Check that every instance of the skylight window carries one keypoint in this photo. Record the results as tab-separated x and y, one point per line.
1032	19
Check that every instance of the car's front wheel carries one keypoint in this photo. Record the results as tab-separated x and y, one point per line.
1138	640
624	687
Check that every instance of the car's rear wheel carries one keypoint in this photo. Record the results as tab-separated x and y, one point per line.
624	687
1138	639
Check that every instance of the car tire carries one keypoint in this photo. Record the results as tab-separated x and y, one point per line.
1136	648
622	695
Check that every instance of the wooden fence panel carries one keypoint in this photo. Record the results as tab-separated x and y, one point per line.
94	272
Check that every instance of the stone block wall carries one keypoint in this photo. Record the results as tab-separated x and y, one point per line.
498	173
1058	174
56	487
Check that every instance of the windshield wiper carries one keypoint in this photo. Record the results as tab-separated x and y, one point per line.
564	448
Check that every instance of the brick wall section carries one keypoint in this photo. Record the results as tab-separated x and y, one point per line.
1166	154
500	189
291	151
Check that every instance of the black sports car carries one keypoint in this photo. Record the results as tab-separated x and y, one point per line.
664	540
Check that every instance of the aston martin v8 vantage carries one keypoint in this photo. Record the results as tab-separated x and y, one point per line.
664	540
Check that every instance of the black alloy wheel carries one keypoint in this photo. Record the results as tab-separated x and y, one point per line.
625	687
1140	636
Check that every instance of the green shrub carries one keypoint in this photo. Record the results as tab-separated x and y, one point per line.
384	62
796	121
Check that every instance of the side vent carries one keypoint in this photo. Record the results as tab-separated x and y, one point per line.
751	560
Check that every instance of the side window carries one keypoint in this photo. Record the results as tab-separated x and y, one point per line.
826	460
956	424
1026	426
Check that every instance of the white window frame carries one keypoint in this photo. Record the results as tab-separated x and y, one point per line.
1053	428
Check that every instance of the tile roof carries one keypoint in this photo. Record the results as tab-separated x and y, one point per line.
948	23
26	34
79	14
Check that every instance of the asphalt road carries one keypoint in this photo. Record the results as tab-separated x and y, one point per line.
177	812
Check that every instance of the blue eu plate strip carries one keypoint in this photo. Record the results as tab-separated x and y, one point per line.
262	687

+++++

Lay out the lines above as a numbered list, starting with the line that contains "Check that every instance of the side window" and going on through the last line of the records, both ends included. Leave out blank lines.

1. Check that every instance of the side window carries one keypoint in this photo. Record the results as tab-separated x and y, one point per line.
2. 826	460
3. 956	424
4. 1026	426
5. Check that every instance of the white window frame carries one keypoint in this photo. Record the results as tab-separated x and y, one point per line.
6. 1053	428
7. Check that every instance of the tile roof carries one keypoint in this photo. Record the results as tab-separated x and y, one point per line.
8. 948	23
9. 26	34
10. 79	14
11. Check that every instance of the asphalt road carries one keypoint in this photo. Record the results as tab-separated x and y, one point per line.
12. 177	812
13. Check that every instance of the blue eu plate strip carries one keypoint in this photo. Record the results as tab-separated x and y, one point per line.
14. 262	687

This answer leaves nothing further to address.